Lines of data
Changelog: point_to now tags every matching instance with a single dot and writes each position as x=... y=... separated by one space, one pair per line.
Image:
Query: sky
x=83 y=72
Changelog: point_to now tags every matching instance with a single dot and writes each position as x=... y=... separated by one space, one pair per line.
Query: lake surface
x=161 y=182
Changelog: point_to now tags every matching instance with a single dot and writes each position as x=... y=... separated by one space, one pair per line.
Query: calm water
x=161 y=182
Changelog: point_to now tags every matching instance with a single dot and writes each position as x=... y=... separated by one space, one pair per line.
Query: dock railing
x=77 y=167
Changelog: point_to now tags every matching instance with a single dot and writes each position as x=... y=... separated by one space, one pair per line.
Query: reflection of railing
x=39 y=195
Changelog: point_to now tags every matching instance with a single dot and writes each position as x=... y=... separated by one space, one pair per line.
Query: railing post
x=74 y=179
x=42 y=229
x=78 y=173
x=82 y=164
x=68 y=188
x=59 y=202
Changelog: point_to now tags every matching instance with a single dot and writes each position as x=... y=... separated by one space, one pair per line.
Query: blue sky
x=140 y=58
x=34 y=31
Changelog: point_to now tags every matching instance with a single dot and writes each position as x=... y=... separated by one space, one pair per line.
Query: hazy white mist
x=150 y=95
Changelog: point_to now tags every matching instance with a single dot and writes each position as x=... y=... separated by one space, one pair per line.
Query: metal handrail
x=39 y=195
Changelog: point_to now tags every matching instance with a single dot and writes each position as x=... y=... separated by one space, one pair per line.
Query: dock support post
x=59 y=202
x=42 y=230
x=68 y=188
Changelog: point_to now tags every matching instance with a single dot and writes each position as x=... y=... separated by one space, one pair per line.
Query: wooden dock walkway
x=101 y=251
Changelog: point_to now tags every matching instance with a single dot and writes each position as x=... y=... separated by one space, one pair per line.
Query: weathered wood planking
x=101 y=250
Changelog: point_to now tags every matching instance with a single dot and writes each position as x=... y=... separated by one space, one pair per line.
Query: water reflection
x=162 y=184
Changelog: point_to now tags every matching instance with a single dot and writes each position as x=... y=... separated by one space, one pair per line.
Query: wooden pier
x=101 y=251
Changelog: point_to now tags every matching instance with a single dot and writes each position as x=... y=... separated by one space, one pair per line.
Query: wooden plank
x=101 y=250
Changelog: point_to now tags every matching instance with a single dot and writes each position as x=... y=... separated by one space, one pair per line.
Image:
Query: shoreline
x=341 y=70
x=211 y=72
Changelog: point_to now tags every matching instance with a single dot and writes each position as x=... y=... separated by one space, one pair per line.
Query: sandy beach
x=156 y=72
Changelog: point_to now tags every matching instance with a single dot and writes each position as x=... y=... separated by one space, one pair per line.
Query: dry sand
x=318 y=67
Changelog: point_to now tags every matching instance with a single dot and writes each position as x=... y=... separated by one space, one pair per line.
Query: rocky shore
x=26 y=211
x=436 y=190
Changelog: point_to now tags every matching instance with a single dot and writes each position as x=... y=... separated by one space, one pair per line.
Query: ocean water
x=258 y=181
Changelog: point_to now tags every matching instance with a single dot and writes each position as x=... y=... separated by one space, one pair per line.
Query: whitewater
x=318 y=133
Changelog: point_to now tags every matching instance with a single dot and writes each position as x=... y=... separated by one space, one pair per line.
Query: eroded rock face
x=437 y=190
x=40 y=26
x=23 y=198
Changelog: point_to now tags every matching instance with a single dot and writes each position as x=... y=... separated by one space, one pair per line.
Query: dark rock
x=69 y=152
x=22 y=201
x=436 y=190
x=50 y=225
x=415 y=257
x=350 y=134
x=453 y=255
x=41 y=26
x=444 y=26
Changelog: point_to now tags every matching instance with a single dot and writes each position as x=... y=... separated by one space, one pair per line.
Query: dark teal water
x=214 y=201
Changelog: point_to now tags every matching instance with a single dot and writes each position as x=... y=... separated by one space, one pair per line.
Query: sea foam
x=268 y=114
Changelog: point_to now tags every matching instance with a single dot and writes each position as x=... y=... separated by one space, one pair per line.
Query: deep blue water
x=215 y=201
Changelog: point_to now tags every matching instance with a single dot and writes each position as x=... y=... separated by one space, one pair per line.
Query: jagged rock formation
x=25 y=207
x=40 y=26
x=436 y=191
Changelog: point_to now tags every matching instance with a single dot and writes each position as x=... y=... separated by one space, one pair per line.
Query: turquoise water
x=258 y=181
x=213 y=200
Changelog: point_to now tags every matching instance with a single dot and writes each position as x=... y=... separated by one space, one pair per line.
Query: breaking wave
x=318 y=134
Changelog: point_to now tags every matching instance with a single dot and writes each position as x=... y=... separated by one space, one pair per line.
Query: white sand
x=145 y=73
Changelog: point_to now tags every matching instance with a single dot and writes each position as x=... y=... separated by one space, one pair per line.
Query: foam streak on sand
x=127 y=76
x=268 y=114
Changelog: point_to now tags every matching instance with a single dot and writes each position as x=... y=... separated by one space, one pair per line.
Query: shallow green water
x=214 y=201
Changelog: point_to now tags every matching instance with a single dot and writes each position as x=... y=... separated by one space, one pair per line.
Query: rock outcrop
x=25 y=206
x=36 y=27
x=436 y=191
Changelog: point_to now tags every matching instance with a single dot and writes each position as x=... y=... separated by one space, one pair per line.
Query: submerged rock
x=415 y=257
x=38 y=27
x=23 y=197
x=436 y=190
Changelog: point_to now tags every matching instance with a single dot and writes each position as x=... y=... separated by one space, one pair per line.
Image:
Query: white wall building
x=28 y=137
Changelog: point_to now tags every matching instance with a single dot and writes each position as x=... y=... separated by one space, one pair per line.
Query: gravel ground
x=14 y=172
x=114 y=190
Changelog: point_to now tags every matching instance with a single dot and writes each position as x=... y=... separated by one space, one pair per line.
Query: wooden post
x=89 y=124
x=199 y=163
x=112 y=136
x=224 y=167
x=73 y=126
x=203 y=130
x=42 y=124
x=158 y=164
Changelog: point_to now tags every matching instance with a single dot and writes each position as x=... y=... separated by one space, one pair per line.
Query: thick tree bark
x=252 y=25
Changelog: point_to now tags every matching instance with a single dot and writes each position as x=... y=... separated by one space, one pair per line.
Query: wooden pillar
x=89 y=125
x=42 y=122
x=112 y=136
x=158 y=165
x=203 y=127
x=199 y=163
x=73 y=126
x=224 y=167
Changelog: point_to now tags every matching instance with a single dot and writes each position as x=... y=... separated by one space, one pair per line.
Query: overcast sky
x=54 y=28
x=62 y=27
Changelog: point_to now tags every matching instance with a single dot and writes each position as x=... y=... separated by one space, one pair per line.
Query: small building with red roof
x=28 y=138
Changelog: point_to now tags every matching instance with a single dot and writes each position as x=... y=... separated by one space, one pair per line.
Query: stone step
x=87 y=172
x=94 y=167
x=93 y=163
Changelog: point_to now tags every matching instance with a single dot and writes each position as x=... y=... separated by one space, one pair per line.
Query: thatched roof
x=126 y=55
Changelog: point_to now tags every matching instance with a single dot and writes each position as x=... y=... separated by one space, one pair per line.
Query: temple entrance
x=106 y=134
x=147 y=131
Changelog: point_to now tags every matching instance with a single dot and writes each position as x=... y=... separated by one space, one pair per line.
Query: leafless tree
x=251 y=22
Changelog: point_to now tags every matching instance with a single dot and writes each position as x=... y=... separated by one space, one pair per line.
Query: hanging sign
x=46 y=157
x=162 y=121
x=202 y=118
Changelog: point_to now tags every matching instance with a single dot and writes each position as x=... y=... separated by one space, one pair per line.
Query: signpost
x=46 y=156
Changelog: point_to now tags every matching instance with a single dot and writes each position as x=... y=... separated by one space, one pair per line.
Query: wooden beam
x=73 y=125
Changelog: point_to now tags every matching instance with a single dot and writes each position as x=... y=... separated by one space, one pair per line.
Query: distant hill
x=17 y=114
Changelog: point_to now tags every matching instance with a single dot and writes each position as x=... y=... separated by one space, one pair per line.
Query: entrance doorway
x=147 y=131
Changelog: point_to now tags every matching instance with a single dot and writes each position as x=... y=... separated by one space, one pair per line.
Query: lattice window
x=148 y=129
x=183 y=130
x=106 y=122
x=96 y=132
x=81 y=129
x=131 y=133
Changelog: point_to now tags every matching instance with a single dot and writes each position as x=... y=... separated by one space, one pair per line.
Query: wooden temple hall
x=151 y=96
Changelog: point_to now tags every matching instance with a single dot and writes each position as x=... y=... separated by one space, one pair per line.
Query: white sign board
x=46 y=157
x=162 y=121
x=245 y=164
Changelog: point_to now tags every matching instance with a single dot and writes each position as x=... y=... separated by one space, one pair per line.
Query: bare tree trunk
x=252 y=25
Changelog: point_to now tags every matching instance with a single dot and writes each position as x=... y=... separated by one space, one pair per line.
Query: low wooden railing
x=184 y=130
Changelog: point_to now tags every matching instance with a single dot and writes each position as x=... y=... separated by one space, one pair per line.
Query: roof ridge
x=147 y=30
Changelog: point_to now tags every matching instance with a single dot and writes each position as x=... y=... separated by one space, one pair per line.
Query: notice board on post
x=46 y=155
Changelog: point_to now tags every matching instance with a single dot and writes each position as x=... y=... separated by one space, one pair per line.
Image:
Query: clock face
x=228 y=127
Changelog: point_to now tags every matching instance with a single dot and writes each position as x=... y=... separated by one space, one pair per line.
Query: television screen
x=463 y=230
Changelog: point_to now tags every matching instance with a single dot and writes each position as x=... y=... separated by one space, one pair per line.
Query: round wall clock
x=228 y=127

§ PROBLEM STATEMENT: Copy out every line of the material above that contains the word "wooden".

§ TASK RESULT:
Query: wooden dock walkway
Query: wooden pier
Query: wooden plank
Query: wooden post
Query: wooden pillar
Query: wooden beam
Query: wooden temple hall
Query: low wooden railing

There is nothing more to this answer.